== Texto de origen ==
#####

La anécdota la cuenta Coddington en sus Memorias y, aparte de ser reveladora de su acusada personalidad, resume lo que ha sido su vida profesional en el mundo de la revistas de moda. Pasó, casi de un día para otro, de posar para los mejores fotógrafos a imaginar las historias que esos mismos fotógrafos debían retratar. La misma mujer que ocupó portadas como modelo para la revista Vogue siguió ligada toda una vida a la centenaria publicación estadounidense como editora y finalmente como responsable creativa y mano derecha de la directora Anna Wintour. De la tirante y a la vez cómplice relación entre ambas hay unos cuantos momentos en el documental The September Issue, que narra cómo tomó forma el número –casi tres kilos de papel– más importante del año, en este caso el de 2007. En la película, Coddington se muestra tan libre y emocional, tan pelirroja también, que es uno de los grandes hallazgos de la cinta.
Nunca soñó con ser modelo ni escribir de moda pero le volvían loca las revistas y las fotos desde que cayó en sus manos en los años cincuenta un ejemplar del Vogue británico. Aquella niña que vivía en un hotel regentado por su familia al norte de Gales se dio cuenta enseguida de que le gustaba tanto Audrey Hepburn como los reportajes fotográficos en los que salía, tan ideal, la actriz de Vacaciones en Roma. Descubrió rápido que aquello iba de algo más que poner rumbo a algún lugar especial con unas cuantas modelos y un fotógrafo de renombre; que no basta, en sus palabras, “con agarrar un montón de ropa, meterlo en un avión y hacer unas fotos en una playa”. A demostrar que hacer eso bien requiere talento ha dedicado toda su vida profesional con la excepción de un tiempo breve colaborando con Calvin Klein.

#####

== Datos en bruto ==
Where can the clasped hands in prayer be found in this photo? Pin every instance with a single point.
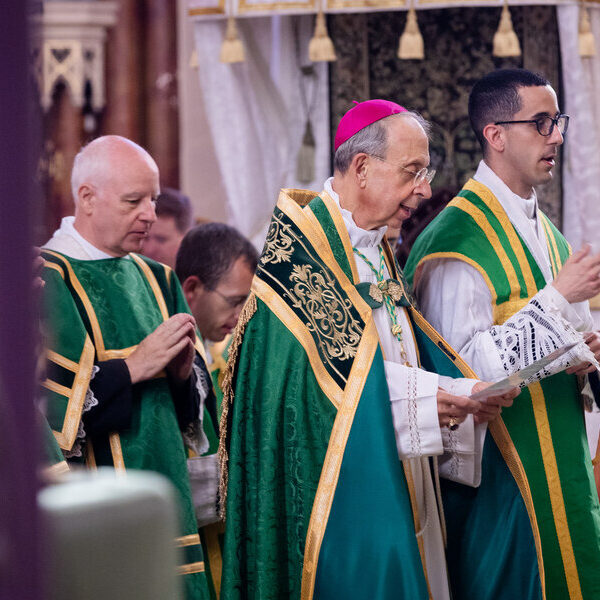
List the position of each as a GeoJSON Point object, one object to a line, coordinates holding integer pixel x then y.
{"type": "Point", "coordinates": [455, 409]}
{"type": "Point", "coordinates": [170, 346]}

#####

== Tareas ==
A. Repite tal cual el fragmento del texto sobre Coddington que va desde "Nunca soñó con" hasta "con Calvin Klein.", ambos incluidos.
B. Responde con datos del texto sobre Coddington:
(i) ¿De qué año es el número de la revista cuya preparación narra el documental The September Issue?
(ii) ¿Dónde vivía Coddington de niña?
(iii) ¿Con quién colaboró durante un tiempo breve?

== Resultados del ejercicio ==
A.
Nunca soñó con ser modelo ni escribir de moda pero le volvían loca las revistas y las fotos desde que cayó en sus manos en los años cincuenta un ejemplar del Vogue británico. Aquella niña que vivía en un hotel regentado por su familia al norte de Gales se dio cuenta enseguida de que le gustaba tanto Audrey Hepburn como los reportajes fotográficos en los que salía, tan ideal, la actriz de Vacaciones en Roma. Descubrió rápido que aquello iba de algo más que poner rumbo a algún lugar especial con unas cuantas modelos y un fotógrafo de renombre; que no basta, en sus palabras, “con agarrar un montón de ropa, meterlo en un avión y hacer unas fotos en una playa”. A demostrar que hacer eso bien requiere talento ha dedicado toda su vida profesional con la excepción de un tiempo breve colaborando con Calvin Klein.

B.
(i) De 2007.
(ii) En un hotel regentado por su familia al norte de Gales.
(iii) Con Calvin Klein.